## Dataset content
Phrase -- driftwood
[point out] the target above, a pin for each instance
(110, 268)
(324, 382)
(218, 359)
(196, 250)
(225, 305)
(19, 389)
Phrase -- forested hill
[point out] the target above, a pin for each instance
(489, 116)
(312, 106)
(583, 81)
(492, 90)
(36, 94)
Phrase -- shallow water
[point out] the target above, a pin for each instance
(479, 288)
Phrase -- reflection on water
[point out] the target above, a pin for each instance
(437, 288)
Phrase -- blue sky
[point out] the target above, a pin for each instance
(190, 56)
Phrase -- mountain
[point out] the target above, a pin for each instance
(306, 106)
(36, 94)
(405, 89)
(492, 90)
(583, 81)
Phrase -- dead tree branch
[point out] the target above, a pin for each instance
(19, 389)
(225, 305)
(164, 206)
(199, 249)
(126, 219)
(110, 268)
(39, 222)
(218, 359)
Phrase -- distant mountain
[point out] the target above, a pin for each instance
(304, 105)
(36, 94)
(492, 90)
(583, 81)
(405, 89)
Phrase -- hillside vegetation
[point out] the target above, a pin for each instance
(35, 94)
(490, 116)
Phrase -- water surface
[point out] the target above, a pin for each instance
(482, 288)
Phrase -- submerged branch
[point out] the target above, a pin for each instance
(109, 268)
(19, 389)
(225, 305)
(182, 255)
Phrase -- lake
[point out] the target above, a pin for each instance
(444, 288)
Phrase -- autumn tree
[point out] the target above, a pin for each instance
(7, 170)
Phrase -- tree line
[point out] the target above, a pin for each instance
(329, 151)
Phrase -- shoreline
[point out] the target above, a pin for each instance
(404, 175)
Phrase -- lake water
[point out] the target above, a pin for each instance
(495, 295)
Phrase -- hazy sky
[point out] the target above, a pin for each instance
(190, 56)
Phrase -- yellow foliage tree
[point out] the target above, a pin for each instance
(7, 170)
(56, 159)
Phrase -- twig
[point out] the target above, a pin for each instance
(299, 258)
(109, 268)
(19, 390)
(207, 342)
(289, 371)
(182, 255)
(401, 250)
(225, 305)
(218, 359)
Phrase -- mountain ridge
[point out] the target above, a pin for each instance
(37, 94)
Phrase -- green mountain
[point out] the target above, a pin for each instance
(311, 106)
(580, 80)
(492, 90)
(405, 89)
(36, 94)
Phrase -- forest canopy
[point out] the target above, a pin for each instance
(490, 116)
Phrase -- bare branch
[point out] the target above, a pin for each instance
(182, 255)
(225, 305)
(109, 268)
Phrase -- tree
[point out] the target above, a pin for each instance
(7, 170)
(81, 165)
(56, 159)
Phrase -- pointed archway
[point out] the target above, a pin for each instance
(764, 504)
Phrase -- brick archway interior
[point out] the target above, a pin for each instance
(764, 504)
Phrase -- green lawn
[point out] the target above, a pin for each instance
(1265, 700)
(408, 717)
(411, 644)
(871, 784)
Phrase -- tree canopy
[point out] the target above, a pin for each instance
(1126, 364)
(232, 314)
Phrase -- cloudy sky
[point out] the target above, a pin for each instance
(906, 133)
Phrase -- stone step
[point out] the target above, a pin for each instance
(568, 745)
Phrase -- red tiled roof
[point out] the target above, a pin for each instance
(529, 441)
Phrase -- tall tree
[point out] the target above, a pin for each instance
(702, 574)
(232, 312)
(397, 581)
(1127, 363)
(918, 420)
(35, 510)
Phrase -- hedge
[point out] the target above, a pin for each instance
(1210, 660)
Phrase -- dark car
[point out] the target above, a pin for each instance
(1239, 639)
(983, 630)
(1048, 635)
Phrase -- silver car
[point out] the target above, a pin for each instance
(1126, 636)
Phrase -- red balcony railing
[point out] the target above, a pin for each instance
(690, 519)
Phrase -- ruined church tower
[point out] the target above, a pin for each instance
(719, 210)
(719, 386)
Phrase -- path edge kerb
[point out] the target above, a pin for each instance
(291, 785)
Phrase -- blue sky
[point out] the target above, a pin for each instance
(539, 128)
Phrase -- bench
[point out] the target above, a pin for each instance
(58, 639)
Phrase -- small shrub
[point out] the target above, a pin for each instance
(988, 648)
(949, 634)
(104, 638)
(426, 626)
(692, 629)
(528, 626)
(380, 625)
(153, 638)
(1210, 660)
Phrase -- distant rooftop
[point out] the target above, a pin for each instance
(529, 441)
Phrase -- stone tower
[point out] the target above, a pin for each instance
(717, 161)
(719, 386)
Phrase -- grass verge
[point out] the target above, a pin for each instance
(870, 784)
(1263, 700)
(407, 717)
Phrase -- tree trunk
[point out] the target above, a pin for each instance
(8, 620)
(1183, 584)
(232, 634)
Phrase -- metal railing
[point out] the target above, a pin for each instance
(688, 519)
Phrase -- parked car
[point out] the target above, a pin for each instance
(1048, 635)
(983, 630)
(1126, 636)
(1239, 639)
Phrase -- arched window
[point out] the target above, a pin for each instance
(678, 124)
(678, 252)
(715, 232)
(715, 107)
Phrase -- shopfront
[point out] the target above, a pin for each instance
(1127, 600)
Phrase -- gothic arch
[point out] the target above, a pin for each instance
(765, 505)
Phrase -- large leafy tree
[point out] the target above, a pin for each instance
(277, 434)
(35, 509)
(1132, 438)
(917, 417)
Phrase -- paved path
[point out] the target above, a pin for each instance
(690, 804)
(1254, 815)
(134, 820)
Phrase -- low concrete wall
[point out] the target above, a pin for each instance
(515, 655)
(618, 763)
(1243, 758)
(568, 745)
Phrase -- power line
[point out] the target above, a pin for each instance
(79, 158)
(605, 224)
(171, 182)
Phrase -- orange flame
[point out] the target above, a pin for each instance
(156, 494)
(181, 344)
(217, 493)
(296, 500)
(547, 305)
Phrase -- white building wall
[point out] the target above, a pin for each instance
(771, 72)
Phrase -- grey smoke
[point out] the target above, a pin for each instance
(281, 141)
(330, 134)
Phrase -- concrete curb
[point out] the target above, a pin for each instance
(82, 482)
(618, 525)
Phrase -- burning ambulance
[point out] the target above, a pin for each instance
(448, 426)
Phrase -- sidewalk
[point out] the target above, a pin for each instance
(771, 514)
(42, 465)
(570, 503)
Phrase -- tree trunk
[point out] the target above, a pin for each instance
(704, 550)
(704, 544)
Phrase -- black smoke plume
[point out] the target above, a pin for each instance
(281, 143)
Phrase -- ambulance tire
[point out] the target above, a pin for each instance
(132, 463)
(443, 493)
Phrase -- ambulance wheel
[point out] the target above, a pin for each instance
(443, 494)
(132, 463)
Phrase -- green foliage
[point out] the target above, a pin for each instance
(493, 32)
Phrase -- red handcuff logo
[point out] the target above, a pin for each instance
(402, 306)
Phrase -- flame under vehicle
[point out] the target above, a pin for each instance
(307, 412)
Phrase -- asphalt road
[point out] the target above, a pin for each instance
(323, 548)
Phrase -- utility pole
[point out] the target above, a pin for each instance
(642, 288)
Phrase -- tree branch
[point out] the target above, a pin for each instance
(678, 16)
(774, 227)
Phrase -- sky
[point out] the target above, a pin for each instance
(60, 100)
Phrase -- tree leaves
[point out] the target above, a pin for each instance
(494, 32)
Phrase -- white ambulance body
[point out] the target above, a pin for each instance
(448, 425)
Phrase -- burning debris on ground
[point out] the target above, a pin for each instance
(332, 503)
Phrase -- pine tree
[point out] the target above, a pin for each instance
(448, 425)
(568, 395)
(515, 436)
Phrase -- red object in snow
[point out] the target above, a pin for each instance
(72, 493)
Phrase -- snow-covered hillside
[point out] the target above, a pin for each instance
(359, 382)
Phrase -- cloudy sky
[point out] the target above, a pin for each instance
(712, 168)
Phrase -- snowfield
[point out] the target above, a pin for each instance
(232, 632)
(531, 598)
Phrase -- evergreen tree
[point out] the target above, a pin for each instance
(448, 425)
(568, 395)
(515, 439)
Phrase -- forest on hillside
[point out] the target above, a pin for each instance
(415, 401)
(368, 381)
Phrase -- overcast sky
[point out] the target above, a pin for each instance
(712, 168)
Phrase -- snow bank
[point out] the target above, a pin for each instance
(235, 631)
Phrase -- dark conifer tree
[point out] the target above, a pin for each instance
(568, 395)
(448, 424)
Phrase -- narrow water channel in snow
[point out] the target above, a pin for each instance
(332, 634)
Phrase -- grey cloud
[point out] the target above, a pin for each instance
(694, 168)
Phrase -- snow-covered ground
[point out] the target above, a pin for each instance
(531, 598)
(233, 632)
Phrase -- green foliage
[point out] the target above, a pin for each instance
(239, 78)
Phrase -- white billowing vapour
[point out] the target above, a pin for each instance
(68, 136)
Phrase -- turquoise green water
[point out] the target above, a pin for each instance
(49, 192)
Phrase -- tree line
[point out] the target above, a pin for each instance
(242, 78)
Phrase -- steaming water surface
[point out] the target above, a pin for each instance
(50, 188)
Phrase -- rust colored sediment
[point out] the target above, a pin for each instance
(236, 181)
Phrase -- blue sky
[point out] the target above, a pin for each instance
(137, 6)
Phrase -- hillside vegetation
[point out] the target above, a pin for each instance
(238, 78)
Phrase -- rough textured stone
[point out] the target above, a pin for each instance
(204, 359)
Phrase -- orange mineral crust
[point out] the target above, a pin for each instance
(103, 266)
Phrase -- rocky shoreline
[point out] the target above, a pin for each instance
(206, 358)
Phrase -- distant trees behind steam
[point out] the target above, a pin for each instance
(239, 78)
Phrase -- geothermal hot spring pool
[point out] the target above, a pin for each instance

## Objective
Please rewrite the records from the line with "Phrase -- narrow water channel in snow" through the last line of the records, keeping every line, requests included, and increasing each coordinate in the answers by 42.

## Solution
Phrase -- narrow water channel in snow
[point out] the target above, a pin for each instance
(374, 676)
Phrase -- grey cloud
[point out] the target above, a pin for each instance
(736, 210)
Phrase -- snow-covered ground
[point out] the target above, a pin for each instance
(573, 640)
(275, 674)
Phrase -- green foliage
[point out] the target above, a pin for each instance
(281, 120)
Phrase -- white billowing vapour
[point out] the target above, a pin for each instance
(110, 178)
Phrase -- turquoise green water
[point out] the target above, a pin for each instance
(91, 234)
Phrase -- tree line
[point out] the target above, a pin for each instance
(284, 120)
Phrase -- steaming water surface
[point out] the target above, a pin for each instance
(92, 230)
Phrase -- rust colored sediment
[point out] the target above, a pin for each instance
(278, 223)
Phrase -- blue sky
[point out] the target above, a pin for each instance
(179, 48)
Phrase -- hillside vegetation
[point out] the target above, a pin for each instance
(280, 120)
Phrase -- rough textured stone
[point out] the target above, a pin for each instance
(246, 401)
Phrase -- orange mineral crust
[point out] the target above, a pin for each instance
(145, 308)
Phrase -- rocky shoreline
[point out] the target above, a pin for each instance
(248, 400)
Phrase -- distant trees behind steam
[point out] the target above, a pin for each instance
(281, 120)
Phrase -- geothermal hot spring pool
[point out] the target above, a pin for each instance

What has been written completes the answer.